The problem: Find the line with "Target: black and white photograph" in the records below. Copy it and every line after it, up to and including the line with "Provide a point for each instance of the gravel".

··········

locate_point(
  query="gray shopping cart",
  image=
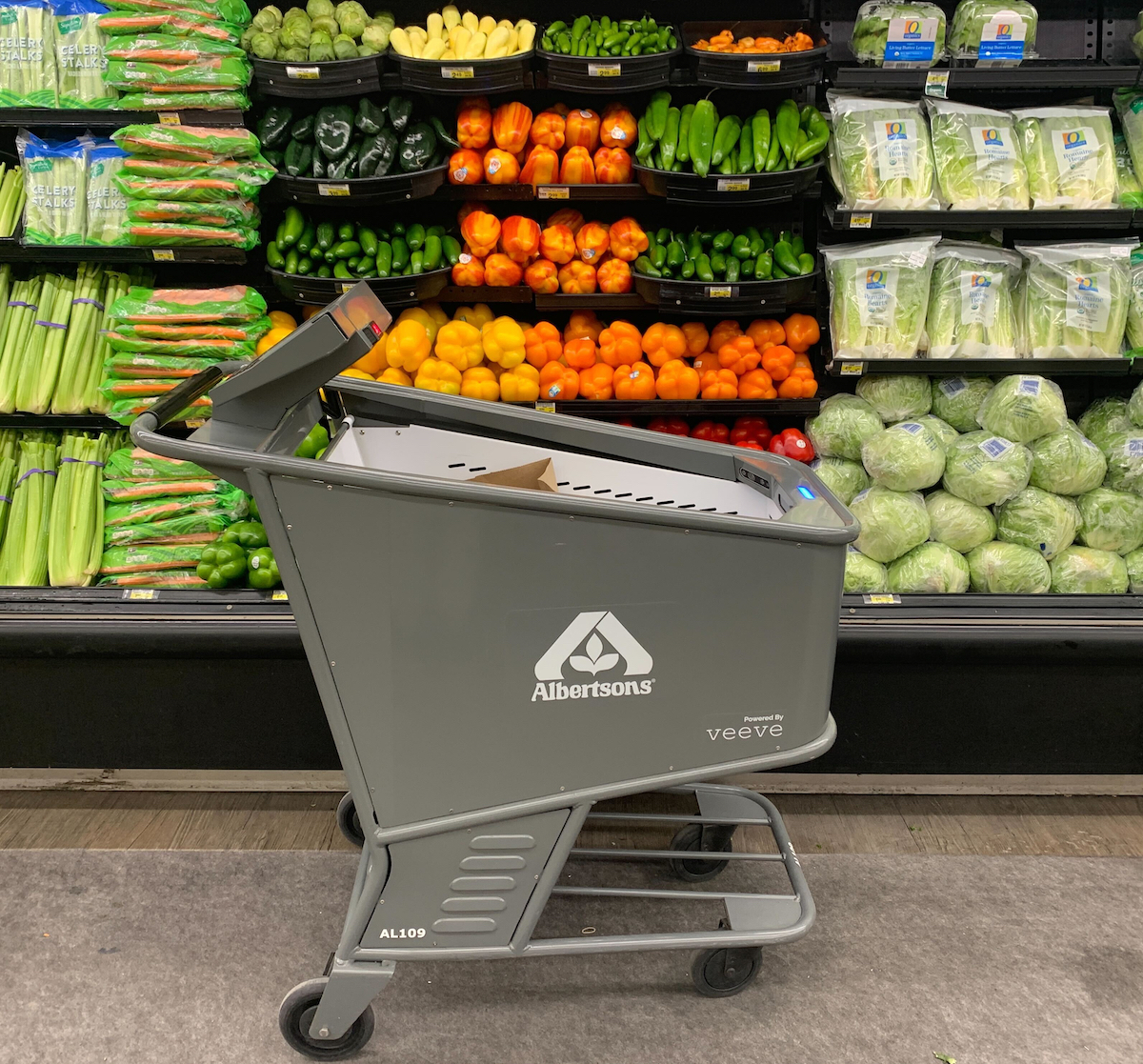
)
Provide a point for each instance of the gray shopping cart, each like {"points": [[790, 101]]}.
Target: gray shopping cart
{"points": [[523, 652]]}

··········

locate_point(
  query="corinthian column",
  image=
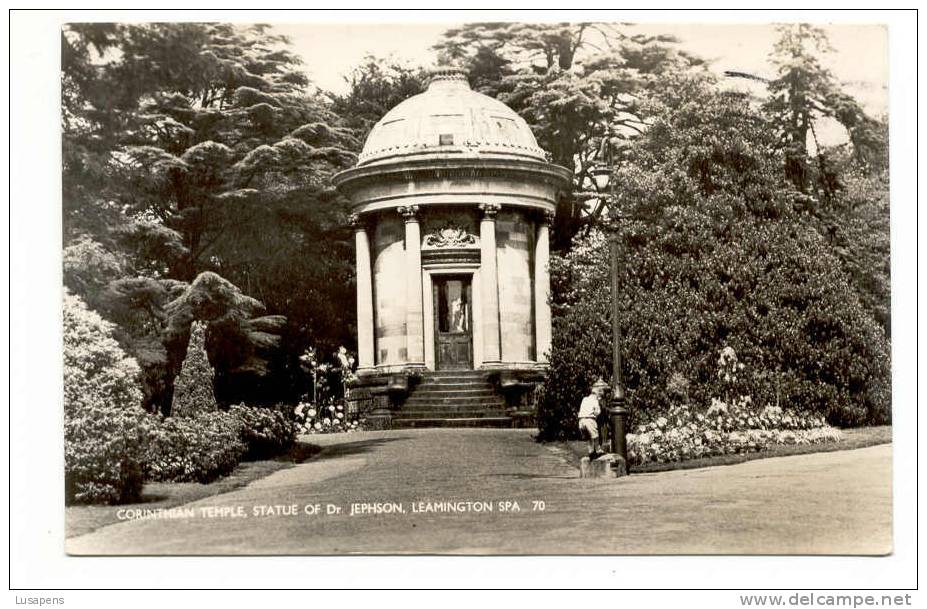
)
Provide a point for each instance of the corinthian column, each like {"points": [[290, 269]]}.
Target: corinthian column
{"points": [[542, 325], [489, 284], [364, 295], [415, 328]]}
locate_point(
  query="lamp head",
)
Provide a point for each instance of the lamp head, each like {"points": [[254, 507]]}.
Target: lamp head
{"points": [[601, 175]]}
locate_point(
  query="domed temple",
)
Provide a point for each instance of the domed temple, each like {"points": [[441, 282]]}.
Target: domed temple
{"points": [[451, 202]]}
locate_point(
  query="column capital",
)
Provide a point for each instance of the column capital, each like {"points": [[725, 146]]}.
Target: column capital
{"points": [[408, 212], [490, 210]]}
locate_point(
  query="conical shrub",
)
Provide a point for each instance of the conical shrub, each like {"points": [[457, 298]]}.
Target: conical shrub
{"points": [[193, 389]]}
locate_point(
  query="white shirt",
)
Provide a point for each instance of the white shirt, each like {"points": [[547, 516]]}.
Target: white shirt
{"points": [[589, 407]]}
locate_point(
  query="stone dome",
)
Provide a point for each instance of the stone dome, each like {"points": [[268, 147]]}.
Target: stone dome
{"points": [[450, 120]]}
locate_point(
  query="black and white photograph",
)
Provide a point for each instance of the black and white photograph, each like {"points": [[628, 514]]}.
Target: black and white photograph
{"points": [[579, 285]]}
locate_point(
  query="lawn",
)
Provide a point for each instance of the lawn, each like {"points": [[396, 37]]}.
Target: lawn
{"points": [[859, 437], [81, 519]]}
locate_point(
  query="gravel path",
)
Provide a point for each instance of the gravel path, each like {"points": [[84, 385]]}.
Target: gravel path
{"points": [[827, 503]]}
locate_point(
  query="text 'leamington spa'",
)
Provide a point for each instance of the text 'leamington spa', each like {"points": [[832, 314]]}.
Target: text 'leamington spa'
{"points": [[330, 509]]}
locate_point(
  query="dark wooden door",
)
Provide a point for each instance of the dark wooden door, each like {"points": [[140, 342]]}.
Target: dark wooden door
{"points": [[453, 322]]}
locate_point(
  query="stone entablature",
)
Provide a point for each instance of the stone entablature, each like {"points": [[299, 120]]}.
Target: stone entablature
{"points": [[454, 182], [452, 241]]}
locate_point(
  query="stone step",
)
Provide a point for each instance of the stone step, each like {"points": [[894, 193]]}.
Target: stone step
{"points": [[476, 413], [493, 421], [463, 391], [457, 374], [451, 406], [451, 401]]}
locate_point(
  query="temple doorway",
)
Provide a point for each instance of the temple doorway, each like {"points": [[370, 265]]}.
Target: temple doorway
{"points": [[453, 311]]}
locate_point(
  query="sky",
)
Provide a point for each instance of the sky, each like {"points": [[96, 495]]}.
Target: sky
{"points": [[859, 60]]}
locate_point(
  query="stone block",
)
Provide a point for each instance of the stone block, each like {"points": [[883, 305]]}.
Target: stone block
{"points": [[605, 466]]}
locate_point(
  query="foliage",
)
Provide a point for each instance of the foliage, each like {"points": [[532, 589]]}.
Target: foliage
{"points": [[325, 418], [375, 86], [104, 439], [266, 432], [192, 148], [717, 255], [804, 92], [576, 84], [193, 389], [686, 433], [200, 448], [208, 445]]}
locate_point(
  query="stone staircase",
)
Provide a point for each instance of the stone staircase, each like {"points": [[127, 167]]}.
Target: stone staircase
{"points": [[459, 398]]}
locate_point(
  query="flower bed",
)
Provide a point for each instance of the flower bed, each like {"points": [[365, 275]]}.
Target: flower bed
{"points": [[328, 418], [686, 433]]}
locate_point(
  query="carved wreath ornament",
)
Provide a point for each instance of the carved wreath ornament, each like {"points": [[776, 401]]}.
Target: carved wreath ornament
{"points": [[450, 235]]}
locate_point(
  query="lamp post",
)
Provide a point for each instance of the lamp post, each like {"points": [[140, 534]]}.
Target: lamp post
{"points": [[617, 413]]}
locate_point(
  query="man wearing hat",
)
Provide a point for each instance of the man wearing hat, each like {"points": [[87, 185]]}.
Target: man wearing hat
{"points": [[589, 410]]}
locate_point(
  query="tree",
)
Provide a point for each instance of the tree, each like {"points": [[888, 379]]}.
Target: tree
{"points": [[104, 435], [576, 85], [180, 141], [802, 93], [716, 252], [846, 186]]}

··········

Output of the task:
Target: black and white photograph
{"points": [[579, 285]]}
locate_point(
  query="lawn",
)
Provide a point for each instance of the lawn, each like {"points": [[396, 37]]}.
Target: lawn
{"points": [[859, 437], [81, 519]]}
locate_point(
  query="gravel path",
)
Provide a point for each instance of the gravel path, each like {"points": [[84, 385]]}.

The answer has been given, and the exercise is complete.